** start of EXERCISE MATERIAL **

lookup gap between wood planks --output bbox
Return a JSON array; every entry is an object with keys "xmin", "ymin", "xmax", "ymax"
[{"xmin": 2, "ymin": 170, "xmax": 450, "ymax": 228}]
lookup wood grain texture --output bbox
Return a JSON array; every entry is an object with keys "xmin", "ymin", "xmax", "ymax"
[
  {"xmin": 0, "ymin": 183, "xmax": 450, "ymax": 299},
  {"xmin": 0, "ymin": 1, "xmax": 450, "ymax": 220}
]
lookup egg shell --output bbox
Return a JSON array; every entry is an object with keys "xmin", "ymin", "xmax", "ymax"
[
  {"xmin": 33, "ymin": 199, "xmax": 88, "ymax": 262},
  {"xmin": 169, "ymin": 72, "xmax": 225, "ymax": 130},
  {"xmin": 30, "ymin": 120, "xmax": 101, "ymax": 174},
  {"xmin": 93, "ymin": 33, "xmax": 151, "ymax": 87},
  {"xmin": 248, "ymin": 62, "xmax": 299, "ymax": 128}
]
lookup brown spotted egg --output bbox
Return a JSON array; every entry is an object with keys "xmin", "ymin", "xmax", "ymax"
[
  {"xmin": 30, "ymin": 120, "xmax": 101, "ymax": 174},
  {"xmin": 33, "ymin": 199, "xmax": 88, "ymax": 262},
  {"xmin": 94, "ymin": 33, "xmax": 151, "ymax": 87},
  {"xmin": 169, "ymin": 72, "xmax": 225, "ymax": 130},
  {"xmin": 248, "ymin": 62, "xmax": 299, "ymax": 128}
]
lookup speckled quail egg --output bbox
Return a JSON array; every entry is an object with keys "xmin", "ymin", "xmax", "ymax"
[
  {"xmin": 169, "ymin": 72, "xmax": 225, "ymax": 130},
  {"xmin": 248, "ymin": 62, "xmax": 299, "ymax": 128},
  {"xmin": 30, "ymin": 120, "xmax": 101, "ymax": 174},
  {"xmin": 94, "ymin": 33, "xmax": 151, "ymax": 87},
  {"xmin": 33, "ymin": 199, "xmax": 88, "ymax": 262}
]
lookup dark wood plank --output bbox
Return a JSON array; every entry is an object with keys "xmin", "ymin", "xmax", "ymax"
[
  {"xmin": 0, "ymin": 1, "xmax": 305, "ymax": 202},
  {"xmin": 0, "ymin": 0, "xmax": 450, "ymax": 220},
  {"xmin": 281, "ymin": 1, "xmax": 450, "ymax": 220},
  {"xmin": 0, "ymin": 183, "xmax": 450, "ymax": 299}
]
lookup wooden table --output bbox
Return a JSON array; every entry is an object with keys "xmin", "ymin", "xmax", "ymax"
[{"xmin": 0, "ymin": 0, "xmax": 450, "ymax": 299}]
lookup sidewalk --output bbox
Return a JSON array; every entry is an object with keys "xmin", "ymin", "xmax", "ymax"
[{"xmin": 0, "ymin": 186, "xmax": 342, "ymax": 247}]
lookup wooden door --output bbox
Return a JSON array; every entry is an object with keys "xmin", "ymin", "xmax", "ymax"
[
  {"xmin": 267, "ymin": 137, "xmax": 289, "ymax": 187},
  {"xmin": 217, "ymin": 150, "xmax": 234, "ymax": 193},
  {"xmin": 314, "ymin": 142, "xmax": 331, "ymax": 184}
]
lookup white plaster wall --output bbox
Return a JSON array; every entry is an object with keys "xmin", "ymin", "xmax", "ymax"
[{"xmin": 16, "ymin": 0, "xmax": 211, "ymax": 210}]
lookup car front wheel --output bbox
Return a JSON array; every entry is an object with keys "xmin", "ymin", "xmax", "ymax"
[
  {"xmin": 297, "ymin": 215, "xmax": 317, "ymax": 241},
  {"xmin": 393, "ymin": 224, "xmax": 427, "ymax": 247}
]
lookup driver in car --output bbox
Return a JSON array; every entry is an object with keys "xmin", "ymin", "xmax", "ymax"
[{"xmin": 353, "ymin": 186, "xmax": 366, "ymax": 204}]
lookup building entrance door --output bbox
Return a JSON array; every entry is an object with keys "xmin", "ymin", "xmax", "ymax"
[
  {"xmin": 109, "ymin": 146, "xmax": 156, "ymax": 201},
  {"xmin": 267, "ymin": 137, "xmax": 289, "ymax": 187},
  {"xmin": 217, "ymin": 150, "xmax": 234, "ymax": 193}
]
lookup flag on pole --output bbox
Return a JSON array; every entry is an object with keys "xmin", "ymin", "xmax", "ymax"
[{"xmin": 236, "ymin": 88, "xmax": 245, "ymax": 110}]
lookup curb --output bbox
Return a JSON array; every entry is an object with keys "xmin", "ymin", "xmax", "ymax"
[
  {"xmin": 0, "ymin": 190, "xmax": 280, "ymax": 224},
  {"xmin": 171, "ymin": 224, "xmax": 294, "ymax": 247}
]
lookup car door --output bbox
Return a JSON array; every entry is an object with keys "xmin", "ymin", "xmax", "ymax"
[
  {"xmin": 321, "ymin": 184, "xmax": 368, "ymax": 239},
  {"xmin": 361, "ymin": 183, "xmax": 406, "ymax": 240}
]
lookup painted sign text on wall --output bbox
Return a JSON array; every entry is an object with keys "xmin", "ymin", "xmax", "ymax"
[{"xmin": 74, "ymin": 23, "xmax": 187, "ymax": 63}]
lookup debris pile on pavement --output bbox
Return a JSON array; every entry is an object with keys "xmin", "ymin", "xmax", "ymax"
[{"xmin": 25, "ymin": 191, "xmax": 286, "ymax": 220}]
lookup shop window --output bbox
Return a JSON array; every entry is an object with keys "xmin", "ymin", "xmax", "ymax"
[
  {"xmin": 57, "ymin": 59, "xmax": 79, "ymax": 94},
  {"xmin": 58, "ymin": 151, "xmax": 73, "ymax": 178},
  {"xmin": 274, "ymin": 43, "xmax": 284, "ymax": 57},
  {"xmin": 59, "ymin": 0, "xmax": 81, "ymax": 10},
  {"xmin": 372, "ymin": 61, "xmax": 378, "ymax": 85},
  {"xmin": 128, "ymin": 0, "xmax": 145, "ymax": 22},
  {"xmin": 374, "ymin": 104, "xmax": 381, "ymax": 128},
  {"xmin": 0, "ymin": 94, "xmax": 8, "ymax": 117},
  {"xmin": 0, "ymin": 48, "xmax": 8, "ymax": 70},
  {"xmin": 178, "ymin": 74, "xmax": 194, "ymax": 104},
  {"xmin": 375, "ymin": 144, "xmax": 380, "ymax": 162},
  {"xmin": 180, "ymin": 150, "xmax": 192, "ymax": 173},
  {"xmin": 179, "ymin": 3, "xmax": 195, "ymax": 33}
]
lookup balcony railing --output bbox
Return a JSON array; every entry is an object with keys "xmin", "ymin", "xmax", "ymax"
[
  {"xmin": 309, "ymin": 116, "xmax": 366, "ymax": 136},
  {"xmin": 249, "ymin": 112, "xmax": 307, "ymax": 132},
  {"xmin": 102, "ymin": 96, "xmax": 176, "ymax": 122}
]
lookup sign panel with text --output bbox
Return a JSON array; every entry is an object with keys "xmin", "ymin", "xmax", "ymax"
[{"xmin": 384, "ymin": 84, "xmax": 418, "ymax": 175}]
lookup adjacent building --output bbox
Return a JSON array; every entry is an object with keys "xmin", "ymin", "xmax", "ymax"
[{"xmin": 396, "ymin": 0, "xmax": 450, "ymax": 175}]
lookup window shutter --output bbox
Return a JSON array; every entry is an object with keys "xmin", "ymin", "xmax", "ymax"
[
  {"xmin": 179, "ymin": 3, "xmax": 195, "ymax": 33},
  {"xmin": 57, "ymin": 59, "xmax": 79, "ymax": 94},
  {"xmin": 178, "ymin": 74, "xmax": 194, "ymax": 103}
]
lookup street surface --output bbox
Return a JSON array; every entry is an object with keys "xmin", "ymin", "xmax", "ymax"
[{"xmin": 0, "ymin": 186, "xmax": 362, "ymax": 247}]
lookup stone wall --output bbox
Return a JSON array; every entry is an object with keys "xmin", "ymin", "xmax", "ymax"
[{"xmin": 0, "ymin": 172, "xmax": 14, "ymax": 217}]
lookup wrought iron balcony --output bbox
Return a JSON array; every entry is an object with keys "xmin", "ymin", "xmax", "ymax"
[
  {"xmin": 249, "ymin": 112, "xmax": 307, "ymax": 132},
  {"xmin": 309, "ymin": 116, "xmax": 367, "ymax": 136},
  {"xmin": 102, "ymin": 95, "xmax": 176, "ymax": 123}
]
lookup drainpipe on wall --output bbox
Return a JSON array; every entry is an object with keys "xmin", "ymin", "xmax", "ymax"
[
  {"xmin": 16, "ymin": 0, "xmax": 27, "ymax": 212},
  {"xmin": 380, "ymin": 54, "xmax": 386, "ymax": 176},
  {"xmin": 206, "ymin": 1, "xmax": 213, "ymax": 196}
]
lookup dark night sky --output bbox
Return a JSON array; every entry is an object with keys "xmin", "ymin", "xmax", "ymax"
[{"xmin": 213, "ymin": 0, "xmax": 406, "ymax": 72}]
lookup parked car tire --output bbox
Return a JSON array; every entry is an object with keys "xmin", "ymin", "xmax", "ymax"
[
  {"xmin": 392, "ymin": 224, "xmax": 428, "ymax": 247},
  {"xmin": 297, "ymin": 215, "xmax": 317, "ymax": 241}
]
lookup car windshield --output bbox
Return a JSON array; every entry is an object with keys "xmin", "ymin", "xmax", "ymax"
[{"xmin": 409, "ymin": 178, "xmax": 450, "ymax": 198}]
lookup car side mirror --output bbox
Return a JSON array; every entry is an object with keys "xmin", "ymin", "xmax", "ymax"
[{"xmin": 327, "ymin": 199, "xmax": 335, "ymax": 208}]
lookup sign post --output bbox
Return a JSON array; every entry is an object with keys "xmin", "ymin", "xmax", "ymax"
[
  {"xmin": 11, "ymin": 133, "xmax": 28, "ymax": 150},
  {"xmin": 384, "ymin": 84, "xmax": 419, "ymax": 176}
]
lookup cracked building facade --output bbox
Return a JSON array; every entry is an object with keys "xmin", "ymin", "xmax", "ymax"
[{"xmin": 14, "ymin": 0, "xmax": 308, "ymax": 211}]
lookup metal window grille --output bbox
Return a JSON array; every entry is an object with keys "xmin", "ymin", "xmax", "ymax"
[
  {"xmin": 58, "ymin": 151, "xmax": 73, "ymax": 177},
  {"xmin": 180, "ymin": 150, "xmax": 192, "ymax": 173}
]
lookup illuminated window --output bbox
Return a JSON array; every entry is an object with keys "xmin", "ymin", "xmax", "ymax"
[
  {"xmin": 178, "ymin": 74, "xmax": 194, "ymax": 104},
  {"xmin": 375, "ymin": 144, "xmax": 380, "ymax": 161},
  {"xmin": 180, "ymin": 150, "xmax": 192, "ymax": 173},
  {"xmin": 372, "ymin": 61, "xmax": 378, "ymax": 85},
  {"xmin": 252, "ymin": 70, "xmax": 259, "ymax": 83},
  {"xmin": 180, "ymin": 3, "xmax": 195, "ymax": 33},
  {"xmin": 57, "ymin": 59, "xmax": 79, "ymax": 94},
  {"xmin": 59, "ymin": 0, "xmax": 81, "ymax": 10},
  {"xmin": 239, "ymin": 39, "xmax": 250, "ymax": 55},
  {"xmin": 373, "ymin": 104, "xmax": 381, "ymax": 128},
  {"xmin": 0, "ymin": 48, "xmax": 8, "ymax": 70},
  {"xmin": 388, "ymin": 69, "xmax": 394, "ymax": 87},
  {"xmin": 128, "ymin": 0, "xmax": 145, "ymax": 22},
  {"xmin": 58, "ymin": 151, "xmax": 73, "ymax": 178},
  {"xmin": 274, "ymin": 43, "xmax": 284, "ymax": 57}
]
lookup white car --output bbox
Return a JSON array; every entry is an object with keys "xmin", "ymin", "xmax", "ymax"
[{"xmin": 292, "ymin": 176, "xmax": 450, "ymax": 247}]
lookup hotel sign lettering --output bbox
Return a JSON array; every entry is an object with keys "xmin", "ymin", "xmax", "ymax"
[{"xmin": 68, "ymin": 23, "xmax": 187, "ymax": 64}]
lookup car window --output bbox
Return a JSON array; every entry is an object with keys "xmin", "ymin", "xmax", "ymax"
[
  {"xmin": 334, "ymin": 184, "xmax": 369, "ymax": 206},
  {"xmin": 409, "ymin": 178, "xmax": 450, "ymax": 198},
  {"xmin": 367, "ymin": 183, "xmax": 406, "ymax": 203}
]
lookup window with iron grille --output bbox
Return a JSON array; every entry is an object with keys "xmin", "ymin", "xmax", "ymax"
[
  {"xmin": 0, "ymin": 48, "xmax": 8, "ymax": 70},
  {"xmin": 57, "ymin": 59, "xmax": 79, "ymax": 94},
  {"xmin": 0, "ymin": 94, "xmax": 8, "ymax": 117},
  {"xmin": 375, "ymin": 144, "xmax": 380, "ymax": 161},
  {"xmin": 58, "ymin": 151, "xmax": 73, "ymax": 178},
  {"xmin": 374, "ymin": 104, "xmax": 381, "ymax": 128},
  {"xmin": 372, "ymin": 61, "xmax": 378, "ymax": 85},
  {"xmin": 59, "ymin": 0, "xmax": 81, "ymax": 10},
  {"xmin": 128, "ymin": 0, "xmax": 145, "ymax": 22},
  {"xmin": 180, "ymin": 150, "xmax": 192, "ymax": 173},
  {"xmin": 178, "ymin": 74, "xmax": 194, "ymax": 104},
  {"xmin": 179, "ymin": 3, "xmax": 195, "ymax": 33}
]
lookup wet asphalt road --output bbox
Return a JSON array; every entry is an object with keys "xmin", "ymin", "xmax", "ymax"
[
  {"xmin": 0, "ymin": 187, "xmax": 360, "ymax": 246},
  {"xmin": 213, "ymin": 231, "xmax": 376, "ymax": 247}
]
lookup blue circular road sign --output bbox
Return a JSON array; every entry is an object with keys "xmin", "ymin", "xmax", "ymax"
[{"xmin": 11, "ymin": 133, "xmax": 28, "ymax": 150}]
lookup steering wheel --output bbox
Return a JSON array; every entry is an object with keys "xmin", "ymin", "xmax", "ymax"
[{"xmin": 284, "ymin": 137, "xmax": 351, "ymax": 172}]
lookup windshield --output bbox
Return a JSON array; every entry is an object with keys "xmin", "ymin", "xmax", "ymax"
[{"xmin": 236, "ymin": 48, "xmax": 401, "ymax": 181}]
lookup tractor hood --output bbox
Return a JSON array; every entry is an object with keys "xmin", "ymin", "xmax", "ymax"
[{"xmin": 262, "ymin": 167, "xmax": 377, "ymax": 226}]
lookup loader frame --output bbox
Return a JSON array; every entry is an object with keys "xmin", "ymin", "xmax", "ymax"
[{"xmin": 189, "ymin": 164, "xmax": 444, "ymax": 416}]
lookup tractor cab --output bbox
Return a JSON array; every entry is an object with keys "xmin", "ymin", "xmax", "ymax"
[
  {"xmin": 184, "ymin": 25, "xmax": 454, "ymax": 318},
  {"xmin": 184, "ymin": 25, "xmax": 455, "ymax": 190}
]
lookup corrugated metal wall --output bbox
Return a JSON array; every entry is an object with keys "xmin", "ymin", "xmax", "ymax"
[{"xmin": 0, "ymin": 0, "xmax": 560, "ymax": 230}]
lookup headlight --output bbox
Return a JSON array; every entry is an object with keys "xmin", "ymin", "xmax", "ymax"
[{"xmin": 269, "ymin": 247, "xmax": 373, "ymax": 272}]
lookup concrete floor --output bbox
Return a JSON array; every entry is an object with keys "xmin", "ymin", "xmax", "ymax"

** end of EXERCISE MATERIAL **

## [TASK TO CARRY OUT]
Which lines in the material contain the word "windshield"? Copy each of them in full, and count only matches with the same upper- and lowercase letters.

## [EXERCISE RESULT]
lookup car windshield --output bbox
lookup windshield --output bbox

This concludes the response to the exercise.